_What needs to be done_
Print the entries exactly as given.

[[ Supplied material, beginning ]]

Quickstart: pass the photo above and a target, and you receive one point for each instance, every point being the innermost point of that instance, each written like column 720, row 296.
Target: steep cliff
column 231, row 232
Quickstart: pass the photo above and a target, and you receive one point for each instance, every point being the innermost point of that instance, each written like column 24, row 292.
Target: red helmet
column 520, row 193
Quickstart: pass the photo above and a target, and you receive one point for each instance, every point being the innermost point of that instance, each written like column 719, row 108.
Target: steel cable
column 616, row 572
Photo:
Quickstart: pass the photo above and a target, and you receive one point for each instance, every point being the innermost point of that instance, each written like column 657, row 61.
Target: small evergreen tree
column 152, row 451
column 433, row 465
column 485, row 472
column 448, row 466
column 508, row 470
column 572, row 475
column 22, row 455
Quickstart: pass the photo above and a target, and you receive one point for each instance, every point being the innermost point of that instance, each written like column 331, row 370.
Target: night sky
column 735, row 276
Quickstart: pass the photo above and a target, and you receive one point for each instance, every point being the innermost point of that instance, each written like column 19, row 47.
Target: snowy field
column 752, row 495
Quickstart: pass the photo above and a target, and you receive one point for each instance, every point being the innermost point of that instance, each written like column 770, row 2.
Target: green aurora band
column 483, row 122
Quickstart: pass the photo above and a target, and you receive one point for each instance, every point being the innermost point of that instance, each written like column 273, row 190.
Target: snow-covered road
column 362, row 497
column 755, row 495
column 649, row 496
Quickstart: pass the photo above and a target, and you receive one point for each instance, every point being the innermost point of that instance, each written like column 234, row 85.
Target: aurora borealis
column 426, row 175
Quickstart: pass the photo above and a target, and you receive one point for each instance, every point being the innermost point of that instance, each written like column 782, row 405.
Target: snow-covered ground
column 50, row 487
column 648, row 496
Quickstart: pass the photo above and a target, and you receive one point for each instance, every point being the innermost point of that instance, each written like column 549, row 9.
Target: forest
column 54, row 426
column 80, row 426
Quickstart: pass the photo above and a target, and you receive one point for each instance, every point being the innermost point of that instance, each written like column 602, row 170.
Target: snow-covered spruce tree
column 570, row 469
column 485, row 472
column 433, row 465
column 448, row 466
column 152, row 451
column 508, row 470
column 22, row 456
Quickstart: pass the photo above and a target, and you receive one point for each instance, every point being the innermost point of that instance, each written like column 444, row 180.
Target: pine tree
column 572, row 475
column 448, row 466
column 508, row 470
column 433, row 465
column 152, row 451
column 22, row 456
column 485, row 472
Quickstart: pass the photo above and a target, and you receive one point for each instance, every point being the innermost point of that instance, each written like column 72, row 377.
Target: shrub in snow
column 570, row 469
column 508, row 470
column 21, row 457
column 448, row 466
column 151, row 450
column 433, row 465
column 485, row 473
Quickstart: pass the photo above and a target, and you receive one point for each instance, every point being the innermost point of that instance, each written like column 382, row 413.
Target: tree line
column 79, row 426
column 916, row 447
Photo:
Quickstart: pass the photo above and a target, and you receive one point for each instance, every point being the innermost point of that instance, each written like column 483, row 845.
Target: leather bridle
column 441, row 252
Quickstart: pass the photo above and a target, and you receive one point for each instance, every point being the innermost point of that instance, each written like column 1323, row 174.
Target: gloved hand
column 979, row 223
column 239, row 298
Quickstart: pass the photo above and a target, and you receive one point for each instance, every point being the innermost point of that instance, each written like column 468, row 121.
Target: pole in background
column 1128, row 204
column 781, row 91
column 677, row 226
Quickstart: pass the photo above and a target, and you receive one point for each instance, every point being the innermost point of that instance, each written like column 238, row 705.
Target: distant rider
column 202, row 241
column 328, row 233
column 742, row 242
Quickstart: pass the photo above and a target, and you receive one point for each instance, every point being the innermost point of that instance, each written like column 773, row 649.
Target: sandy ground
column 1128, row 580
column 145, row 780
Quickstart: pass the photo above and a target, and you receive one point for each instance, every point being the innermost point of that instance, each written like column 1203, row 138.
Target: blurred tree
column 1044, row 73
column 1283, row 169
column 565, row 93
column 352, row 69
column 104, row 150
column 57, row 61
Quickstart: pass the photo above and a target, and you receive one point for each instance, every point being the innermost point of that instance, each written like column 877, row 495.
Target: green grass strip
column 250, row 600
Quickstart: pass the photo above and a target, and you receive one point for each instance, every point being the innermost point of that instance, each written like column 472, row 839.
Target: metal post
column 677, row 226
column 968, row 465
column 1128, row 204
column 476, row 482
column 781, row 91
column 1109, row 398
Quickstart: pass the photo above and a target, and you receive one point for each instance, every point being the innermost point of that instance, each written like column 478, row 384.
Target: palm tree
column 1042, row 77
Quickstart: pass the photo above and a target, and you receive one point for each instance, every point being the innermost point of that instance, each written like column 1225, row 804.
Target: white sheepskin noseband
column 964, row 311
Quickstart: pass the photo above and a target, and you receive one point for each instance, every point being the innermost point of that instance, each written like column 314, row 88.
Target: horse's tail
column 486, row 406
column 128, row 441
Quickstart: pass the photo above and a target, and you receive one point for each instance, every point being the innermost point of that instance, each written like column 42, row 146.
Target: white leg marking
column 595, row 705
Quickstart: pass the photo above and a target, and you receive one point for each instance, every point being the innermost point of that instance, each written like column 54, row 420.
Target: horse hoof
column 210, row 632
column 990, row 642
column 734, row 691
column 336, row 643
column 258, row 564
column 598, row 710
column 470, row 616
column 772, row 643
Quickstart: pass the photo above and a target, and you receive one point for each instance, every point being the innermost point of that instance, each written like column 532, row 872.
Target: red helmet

[[ Supplied material, end ]]

_Response to the task_
Quickstart: pass the photo above and a target, and you receive one point for each instance, every point being the innermost point of that instance, each written like column 720, row 296.
Target: steep cliff
column 231, row 232
Quickstart: pass the photo above and a target, and you receive one point for each instance, every point being the innermost point of that instance, each written like column 24, row 292.
Target: red helmet
column 520, row 193
Quickstart: pass the photo above and a target, and you receive one point for each instance, every point being the innermost point of that instance, each written like column 719, row 108.
Target: steel cable
column 616, row 572
Photo:
Quickstart: pass the photo above and a target, and you receive one point for each instance, every point being the innermost point of that instance, each written like column 657, row 61.
Target: small evergreen tree
column 152, row 451
column 433, row 465
column 485, row 472
column 448, row 466
column 508, row 470
column 572, row 475
column 22, row 455
Quickstart: pass the photo above and a target, and you receive one point for each instance, every point being the innermost point of that instance, each written like column 331, row 370.
Target: night sky
column 735, row 276
Quickstart: pass the photo above and a target, and you receive one point for each instance, every point being the innermost point of that instance, each written like column 19, row 47.
Target: snowy field
column 752, row 495
Quickstart: pass the photo above and a target, and you receive one point for each instance, every point being the innermost point of that instance, each written like column 770, row 2.
Target: green aurora band
column 483, row 122
Quickstart: pass the photo above and a target, and you receive one point for each instance, every point being the innermost point of that instance, each written like column 273, row 190.
Target: snow-covered road
column 362, row 497
column 755, row 495
column 649, row 496
Quickstart: pass the photo above and a target, and you receive one point for each instance, every point being the innermost point of that instance, each written like column 234, row 85.
Target: aurora borealis
column 426, row 175
Quickstart: pass the photo above and a target, and you receive one point for each instance, every point being the innermost point of that instance, each written like column 782, row 405.
Target: snow-covered ground
column 50, row 487
column 648, row 496
Quickstart: pass the photo above and a target, and you receive one point for each instance, every point being the innermost point of that instance, each written like column 549, row 9.
Target: forest
column 54, row 426
column 80, row 426
Quickstart: pass the photo above and a target, and you receive one point for each instance, every point being the innermost point of that instance, each written like column 602, row 170.
Target: snow-covered spruce tree
column 570, row 469
column 485, row 472
column 433, row 465
column 448, row 466
column 152, row 451
column 508, row 470
column 22, row 456
Quickstart: pass the photo above and a target, and you receive one point for each instance, every point being the innermost point of that instance, each written like column 444, row 180.
Target: pine tree
column 572, row 475
column 448, row 466
column 508, row 470
column 433, row 465
column 152, row 451
column 22, row 456
column 485, row 472
Quickstart: pass the photo above and a target, and you receive one point for each instance, every point being the innermost point of that instance, each written like column 72, row 377.
Target: shrub in snow
column 570, row 469
column 508, row 470
column 21, row 457
column 448, row 466
column 151, row 450
column 433, row 465
column 485, row 473
Quickstart: pass the photo above and a target, and you receive one point for each instance, every point being the innermost point of that instance, each written like column 382, row 413.
Target: tree line
column 79, row 426
column 916, row 447
Photo:
Quickstart: pass the photo above and a target, and you receive one point for each instance, every point being the innermost point of that instance, each written like column 483, row 845.
Target: leather bridle
column 441, row 252
Quickstart: pass the photo above and a target, and you receive one point for each instance, every point being the innermost point of that instance, each written like column 1323, row 174.
Target: gloved hand
column 979, row 223
column 239, row 298
Quickstart: pass the photo above and a target, and you receive one point for each instance, every point being the innermost point of that instance, each written like column 468, row 121.
Target: pole in background
column 1128, row 204
column 781, row 91
column 677, row 226
Quickstart: pass the photo above and a target, and you receive one point for each instance, every point being the innermost point of that instance, each written like column 238, row 705.
Target: distant rider
column 202, row 241
column 328, row 233
column 742, row 242
Quickstart: pass the photo above and a target, and you receive one point for each instance, every point being the innermost point of that instance, each written like column 773, row 649.
Target: sandy ground
column 1128, row 580
column 145, row 780
Quickstart: pass the photo above and a target, and you receive one point for each instance, every point being the innermost point of that instance, each written like column 1203, row 138.
Target: blurred tree
column 1044, row 73
column 1283, row 169
column 565, row 93
column 352, row 69
column 104, row 150
column 57, row 61
Quickstart: pass the photo above and a target, and you receive one point for each instance, every point being the innermost point of that instance, each written like column 877, row 495.
Target: green grass strip
column 250, row 600
Quickstart: pass the photo above and a target, and you receive one point for each instance, every point being the innermost point of that instance, each written like column 472, row 839.
Target: metal post
column 677, row 226
column 968, row 465
column 1128, row 204
column 476, row 482
column 781, row 91
column 1109, row 398
Quickstart: pass the photo above and a target, and you receive one point for each instance, every point being the innermost point of that instance, each written like column 478, row 384.
Target: palm tree
column 1042, row 77
Quickstart: pass the photo above and a target, and you receive one point for each instance, every point being the innermost point of that instance, each written like column 1225, row 804.
Target: white sheepskin noseband
column 964, row 311
Quickstart: pass the photo above and a target, and you receive one point for each instance, every point being the innermost point of that instance, each written like column 314, row 88.
Target: horse's tail
column 486, row 406
column 128, row 441
Quickstart: pass the photo above and a target, and you receive one point for each instance, every point being the innermost point of that instance, each written like column 42, row 146.
Target: white leg marking
column 595, row 705
Quickstart: pass the photo above and a target, and you receive one point for each instance, every point being the innermost point of that instance, each written like column 54, row 420.
Target: horse hoof
column 210, row 632
column 990, row 642
column 734, row 691
column 336, row 643
column 258, row 564
column 598, row 710
column 470, row 616
column 772, row 643
Quickstart: pass the photo above and a target, and you receive one point for each instance, every point being the innermost point of that instance, each written like column 532, row 872.
Target: red helmet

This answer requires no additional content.